O falso dilema traficantes X policiais só serviu para mostrar a cabeça oca de Fátima Bernardes. Por Sacramento

Atualizado em 24 de novembro de 2016 às 7:47
Fátima e um major passam um pano na polêmica
Fátima e um major passam um pano na polêmica

 

Fátima Bernardes teve a chance de levantar um debate condenando a ideia de que “bandido bom é bandido morto”, mas optou por colaborar com a confusão entre vingança e justiça que atinge grande parcela da população.

Para mitigar as críticas à enquete em que parte do público e de convidados do seu programa responderam que um traficante ferido gravemente precisa de atendimento prioritário em relação a um policial levemente ferido, a apresentadora convidou um oficial da Polícia Militar do Rio de Janeiro a quem prestou os devidos esclarecimentos.

- _Problema_
Com base no texto sobre Fátima Bernardes, explique em uma a três frases por que a apresentadora convidou um oficial da Polícia Militar do Rio de Janeiro.

Entradas do conjunto de dados
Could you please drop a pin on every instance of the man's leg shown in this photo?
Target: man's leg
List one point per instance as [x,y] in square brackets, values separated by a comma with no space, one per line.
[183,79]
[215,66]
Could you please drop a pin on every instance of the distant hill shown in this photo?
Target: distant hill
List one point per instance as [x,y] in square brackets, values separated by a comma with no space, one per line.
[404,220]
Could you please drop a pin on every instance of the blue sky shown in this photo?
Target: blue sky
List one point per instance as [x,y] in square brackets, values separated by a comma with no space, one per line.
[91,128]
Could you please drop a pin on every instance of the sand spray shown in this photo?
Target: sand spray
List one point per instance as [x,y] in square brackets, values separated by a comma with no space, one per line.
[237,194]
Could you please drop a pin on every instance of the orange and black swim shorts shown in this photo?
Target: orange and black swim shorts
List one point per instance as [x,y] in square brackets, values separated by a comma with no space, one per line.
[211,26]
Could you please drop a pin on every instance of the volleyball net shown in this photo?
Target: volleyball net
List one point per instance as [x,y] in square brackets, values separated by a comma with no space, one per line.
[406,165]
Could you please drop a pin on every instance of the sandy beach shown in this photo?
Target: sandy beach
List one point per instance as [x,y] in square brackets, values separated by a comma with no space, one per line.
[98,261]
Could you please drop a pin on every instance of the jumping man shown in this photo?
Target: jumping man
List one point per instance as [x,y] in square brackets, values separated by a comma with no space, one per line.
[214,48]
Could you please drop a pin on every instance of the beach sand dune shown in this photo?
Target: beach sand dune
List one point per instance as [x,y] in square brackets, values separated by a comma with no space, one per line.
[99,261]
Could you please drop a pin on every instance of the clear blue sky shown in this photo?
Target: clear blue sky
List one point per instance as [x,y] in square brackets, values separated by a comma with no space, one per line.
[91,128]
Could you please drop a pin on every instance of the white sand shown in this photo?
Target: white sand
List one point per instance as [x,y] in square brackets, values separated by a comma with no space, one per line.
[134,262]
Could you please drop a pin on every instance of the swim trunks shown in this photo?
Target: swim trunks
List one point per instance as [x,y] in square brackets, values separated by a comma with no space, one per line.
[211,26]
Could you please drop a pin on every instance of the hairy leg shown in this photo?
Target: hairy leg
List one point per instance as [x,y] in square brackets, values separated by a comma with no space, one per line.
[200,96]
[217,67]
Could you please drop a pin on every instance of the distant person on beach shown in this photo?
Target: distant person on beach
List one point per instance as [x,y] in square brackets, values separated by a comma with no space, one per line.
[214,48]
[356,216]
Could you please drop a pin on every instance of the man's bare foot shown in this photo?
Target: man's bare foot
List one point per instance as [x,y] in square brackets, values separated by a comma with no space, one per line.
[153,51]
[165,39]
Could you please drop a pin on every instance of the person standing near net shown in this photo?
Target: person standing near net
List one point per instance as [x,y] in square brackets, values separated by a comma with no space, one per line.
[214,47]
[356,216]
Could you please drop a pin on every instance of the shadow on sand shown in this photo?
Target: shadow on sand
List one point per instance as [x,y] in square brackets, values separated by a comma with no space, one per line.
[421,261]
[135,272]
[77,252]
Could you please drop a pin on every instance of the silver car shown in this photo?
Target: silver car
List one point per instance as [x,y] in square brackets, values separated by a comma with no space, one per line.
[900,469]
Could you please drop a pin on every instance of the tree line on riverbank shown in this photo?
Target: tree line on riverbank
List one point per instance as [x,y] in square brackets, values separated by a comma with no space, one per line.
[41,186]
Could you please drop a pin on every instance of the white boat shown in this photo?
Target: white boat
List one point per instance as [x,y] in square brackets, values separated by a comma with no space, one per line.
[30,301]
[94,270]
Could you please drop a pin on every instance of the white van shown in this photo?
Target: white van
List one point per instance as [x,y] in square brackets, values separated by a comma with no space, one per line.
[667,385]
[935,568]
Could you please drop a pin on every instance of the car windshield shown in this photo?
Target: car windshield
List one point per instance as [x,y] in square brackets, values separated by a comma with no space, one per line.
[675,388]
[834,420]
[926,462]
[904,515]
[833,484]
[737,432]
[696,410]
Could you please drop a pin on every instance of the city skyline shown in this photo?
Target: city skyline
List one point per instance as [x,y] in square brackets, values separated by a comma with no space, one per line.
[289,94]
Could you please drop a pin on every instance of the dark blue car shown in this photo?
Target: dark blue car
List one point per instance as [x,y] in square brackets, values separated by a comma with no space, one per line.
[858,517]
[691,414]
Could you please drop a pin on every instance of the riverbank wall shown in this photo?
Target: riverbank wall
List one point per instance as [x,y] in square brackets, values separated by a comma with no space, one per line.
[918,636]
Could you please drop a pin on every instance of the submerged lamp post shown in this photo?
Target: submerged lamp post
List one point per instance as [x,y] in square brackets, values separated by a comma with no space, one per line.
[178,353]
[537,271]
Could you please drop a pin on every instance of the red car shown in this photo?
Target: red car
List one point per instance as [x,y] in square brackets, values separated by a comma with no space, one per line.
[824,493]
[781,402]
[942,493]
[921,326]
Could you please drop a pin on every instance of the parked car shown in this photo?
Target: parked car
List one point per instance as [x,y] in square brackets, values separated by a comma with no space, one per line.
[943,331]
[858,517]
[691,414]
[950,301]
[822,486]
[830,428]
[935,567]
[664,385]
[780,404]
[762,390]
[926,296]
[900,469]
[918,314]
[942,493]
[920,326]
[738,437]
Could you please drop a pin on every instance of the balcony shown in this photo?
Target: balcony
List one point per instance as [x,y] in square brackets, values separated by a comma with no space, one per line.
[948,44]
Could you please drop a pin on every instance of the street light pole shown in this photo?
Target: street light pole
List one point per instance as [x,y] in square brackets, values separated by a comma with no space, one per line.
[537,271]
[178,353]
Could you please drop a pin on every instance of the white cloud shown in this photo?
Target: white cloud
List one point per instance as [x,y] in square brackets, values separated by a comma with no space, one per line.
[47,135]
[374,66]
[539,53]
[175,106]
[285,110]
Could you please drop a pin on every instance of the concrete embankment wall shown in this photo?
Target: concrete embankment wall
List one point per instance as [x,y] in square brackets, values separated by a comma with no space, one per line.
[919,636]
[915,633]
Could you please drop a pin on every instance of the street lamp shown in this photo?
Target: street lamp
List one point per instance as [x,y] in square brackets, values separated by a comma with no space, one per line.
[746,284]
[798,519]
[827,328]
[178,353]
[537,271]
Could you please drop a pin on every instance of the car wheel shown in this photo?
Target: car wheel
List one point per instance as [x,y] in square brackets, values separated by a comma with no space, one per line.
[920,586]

- _Solução abaixo_
Ela o convidou para mitigar as críticas à enquete do seu programa. Nessa enquete, parte do público e dos convidados respondeu que um traficante gravemente ferido precisa de atendimento prioritário em relação a um policial levemente ferido.